_TASK DESCRIPTION_
Extract every line of the entries below word for word, leaving out the images.
## start RECORDS FOR THIS TASK
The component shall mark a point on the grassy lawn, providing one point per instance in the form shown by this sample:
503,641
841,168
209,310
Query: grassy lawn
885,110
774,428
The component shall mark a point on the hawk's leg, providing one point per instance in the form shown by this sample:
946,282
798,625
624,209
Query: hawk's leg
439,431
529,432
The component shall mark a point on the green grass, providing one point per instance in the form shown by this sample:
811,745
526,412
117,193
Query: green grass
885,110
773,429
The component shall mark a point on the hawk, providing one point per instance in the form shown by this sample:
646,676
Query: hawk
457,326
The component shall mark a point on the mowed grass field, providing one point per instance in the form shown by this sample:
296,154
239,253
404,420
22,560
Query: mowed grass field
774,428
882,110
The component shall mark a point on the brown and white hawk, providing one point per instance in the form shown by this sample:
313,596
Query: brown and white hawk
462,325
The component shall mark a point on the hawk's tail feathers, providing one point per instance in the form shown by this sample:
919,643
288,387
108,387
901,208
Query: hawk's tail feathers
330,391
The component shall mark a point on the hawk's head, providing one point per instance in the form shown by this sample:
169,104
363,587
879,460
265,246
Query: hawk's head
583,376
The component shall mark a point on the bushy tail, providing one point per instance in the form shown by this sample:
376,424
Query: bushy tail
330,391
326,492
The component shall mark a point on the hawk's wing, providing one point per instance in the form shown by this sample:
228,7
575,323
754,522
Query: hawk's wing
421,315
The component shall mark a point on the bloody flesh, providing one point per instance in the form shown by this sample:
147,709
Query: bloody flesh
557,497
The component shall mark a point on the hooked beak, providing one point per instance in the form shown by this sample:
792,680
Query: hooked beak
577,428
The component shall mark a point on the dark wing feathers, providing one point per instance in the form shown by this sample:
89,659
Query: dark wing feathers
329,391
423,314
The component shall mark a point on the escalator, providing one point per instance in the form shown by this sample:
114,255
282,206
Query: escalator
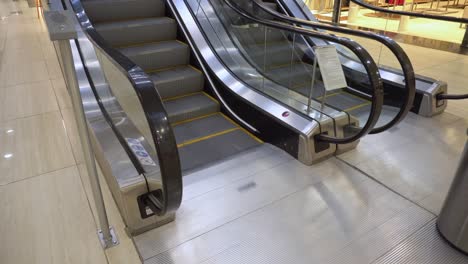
428,92
195,91
288,59
149,39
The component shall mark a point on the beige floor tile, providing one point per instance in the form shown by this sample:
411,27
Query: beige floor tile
72,132
23,73
125,252
32,146
47,220
21,56
27,100
61,93
53,68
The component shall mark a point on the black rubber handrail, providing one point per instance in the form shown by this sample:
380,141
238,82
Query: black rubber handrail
406,13
392,45
367,61
170,198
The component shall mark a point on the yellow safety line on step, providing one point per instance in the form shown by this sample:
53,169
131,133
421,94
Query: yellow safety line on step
128,19
328,95
357,107
141,44
191,66
212,99
243,129
207,137
277,66
180,96
193,119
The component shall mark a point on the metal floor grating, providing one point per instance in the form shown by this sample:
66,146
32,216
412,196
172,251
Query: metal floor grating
329,213
424,247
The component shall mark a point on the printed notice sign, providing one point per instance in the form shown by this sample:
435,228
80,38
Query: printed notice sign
330,67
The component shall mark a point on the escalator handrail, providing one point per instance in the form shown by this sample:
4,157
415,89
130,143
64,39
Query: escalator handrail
155,113
400,54
368,63
406,13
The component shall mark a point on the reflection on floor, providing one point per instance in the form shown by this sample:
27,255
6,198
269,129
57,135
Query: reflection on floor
274,207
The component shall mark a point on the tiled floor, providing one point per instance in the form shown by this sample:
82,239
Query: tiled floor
45,199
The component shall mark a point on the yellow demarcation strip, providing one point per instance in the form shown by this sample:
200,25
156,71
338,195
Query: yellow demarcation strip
357,106
141,44
180,96
207,137
243,129
193,119
328,95
212,99
193,67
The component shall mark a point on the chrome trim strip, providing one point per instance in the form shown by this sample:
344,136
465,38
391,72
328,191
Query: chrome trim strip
## end RECORDS FOR THIS TASK
_EXERCISE OUTPUT_
The component shall mark a point on the grassy lawn, providing one point per instance in the form shown by this sample:
503,641
841,168
209,310
Query: grassy lawn
885,110
774,428
The component shall mark a point on the hawk's leg, providing one point per instance in the form shown by this sample:
946,282
798,625
624,209
Query: hawk's leg
439,431
529,432
The component shall mark a point on the green grass, providing one point per instance in the form shown by this sample:
811,745
526,412
117,193
Query: green grass
885,110
773,429
The component shall mark a point on the hawk, providing one point per instance in the form shown by this sample:
646,676
Query: hawk
457,326
The component shall mark a point on the mowed grass field, providing one point per instance in the form shown by this sample:
296,154
239,253
404,420
22,560
Query: mowed grass field
774,428
882,110
The component shall mark a point on the brown and white hawk, providing one point per instance in the form shown by this sample:
313,596
Query: brown and white hawk
462,325
The component shall mark a point on the hawk's tail feathers, providing one point per instance in the form shown by this sample:
919,643
288,387
108,387
901,208
Query: hawk's tail feathers
330,391
The component shall mark a point on the hawk's head, providing one point per instance in the form shown by this sample:
169,104
363,587
879,460
265,246
Query: hawk's head
583,376
The component shall mark a point on the bushy tail, providing one point per instance in the form shown by this sample:
376,424
Query: bushy tail
330,391
326,492
The component shall mark a point on the hawk's wing, providing one point per instance in the form shown by this sample:
228,7
575,323
754,522
Query: hawk's wing
421,315
The component shall mark a point on the bloody flesh, providing one point per instance in the form shown by this sample:
147,709
Query: bloody flesh
557,497
The component shall mark a point on the hooked beak, providing one point per instance in the form shown by this sample:
792,680
Query: hooked beak
577,428
The component shall mark a point on the dark wing feathers, providing one point per instance in the form shown by this sample:
89,659
Query: dark wing feathers
329,391
423,314
The component shall mark a point on the escalator, providing one point per instance in the form shown by this sample:
114,255
282,206
Query: escalator
428,92
195,91
288,59
149,39
The component shall mark a point on the beige floor tile, providing one point per instance in the form shown by this sample:
411,27
Query: beige floor tile
72,132
23,73
125,252
32,146
47,220
21,56
27,100
61,93
53,68
The component shall mark a point on the black rubber handrail, providing one point per instance in the form shown by this sample:
380,141
238,82
Query: black rubber handrail
406,13
392,45
367,61
170,198
The component shall mark a point on the yellow safety line on step, providing one point per instance in the form shown by this sample:
53,169
131,133
421,94
Query: yellow safety line on step
128,19
328,95
357,107
141,44
191,66
212,99
243,129
207,137
277,66
180,96
193,119
The component shall mark a point on the metal floor grating, providing one point per instance in the form shown by this sample:
66,146
32,216
412,196
172,251
Query: metal floor grating
329,213
424,247
The component shall mark a point on the printed notice sign, providing one point per instance in the form shown by this sample:
435,228
80,38
Query: printed notice sign
330,67
The component shall mark a point on the escalator handrail, providing one point per instance in the form shown by this sample:
4,157
415,89
130,143
64,39
Query: escalator handrail
155,113
400,54
368,63
406,13
The component shall mark a point on the reflection on floor, providing one point per instance in the form shown by this sample:
27,255
6,198
269,129
57,135
Query: reflection on floor
274,207
The component shall mark a point on the tiled floor, providing one point per instance in the form shown by this sample:
82,239
Query: tiled floor
45,199
The component shall mark a point on the yellow demarcation strip, providing one point per instance in the form shown by this sample:
200,25
156,71
338,195
Query: yellow demarcation strip
357,106
141,44
180,96
207,137
243,129
193,119
328,95
212,99
193,67
The component shall mark a point on the chrome trim strip, providing one point per instance in the form shown by this sample:
344,136
465,38
391,72
328,191
Query: chrome trim strip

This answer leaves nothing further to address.